**Stated exercise**
Please turn every line of the listing below into a numbered list, leaving out any blank lines.

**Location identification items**
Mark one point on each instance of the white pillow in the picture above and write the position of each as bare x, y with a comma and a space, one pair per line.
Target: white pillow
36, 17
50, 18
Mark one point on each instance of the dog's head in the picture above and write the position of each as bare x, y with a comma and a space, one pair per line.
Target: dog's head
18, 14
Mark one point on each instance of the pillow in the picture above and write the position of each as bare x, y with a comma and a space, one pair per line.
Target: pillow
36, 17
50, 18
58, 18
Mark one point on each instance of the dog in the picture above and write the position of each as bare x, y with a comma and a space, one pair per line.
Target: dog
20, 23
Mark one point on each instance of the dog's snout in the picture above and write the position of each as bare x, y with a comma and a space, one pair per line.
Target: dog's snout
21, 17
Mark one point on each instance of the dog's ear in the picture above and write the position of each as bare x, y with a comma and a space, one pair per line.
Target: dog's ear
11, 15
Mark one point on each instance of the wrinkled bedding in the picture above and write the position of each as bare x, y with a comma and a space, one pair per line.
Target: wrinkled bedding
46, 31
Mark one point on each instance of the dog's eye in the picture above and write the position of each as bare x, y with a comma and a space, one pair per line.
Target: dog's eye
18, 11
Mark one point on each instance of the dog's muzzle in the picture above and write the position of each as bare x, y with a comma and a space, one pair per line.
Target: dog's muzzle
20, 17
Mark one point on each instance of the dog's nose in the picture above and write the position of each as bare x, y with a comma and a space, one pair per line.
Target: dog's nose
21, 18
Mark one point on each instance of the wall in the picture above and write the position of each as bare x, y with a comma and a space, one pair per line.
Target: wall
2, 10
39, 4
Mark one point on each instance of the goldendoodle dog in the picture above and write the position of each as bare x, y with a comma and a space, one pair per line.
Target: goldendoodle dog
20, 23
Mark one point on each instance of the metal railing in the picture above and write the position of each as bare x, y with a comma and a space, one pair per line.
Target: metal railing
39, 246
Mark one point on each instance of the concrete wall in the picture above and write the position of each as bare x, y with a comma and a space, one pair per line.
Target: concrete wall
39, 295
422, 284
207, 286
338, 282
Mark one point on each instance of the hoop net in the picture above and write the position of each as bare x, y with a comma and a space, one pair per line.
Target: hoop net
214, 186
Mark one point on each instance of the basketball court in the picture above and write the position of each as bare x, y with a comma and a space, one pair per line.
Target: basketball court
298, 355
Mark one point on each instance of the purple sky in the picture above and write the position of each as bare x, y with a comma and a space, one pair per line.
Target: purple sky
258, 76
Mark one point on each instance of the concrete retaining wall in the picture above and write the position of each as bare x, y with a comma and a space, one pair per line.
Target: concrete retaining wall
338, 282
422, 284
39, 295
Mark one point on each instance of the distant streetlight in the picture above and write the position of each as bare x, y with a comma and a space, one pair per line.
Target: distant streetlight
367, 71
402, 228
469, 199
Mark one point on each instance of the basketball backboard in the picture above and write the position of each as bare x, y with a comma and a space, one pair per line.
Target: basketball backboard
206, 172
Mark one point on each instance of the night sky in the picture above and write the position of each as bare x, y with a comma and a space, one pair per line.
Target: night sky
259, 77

**Expected answer**
1. Mark one point on each instance of the white pillow in the picture above and write the position of each as bare x, y with a comma and a space, one pair per line.
2. Target: white pillow
3. 36, 17
4. 50, 18
5. Mark one point on each instance of the dog's head in the picture above and write the position of each as bare x, y with a comma and a space, one pair per line.
6. Target: dog's head
7. 18, 14
8. Mark one point on each instance of the pillow in the picture above and write the position of each as bare x, y with a comma and a space, one pair per line.
9. Target: pillow
10. 36, 17
11. 50, 18
12. 58, 18
13. Mark one point on each instance of the dog in the picture above and write the position of each as bare x, y with a comma and a space, one pair per line.
14. Target: dog
15. 20, 23
16. Mark one point on each instance of the dog's snout in the picture above and write the position of each as bare x, y with a comma and a space, one pair per line.
17. Target: dog's snout
18. 21, 17
19. Mark one point on each instance of the dog's ear in the picture above and write the position of each as bare x, y with a comma and a space, one pair per line.
20. Target: dog's ear
21. 11, 15
22. Mark one point on each instance of the wrinkled bedding in the picture above and write the position of each as bare x, y with a comma and a space, one pair per line.
23. Target: wrinkled bedding
24. 46, 31
25. Mark one point on each instance of the dog's eye in the picture above and write the position of each as bare x, y with a comma and a space, one pair per line.
26. Target: dog's eye
27. 18, 11
28. Mark one point on each instance of the dog's muzzle in the picture above and write the position of each as bare x, y with a comma and a space, one pair per line.
29. Target: dog's muzzle
30. 20, 17
31. Mark one point on each instance of the dog's nose in the picture above and write the position of each as bare x, y with a comma and a space, one pair per line.
32. Target: dog's nose
33. 21, 18
34. Mark one point on each instance of the wall in the picture above and write the position of each as bare x, y with a comma and a space, one pair per line.
35. Target: wall
36. 2, 10
37. 39, 4
38. Mark one point on each instance of the goldendoodle dog in the picture above and write the position of each as bare x, y with a comma and a space, one pair per line.
39. Target: goldendoodle dog
40. 20, 23
41. Mark one point on each instance of the metal railing in the picture above and write the position of each as bare x, y with a comma and a space, one pair per line.
42. Target: metal railing
43. 39, 246
44. Mark one point on each instance of the concrete wall in the picture above and write the position of each as bare x, y with a comma and a space, one pair per line.
45. Target: concrete wall
46. 39, 295
47. 422, 284
48. 207, 286
49. 338, 282
50. Mark one point on each instance of the hoop net in the picture above and write the position of each as bare x, y with a comma and a space, one pair per line.
51. Target: hoop net
52. 214, 186
53. Mark one point on each instance of the basketball court in the picture above and write the position of each as bare x, y with a comma and a space, one pair per line.
54. Target: basketball court
55. 298, 355
56. Mark one point on each instance of the purple sky in the picture above and write the position of each as bare x, y with a comma and a space, one pair per line.
57. Target: purple sky
58. 258, 76
59. Mark one point on each instance of the concrete retaining wall in the picture above and write the position of each as bare x, y with a comma and a space, one pair per line.
60. Target: concrete retaining wall
61. 338, 282
62. 422, 284
63. 39, 295
64. Mark one point on each instance of the distant streetlight in the picture above and write the position of each as bare x, y with a comma and a space, one pair per line.
65. Target: distant streetlight
66. 367, 71
67. 402, 228
68. 469, 199
69. Mark one point on each instance of the basketball backboard in the picture above and write the position of each as bare x, y with a comma and a space, one pair per line.
70. Target: basketball backboard
71. 206, 172
72. Mark one point on each instance of the night sky in the picture above and write the position of each as bare x, y with a comma and a space, one pair per line.
73. Target: night sky
74. 259, 77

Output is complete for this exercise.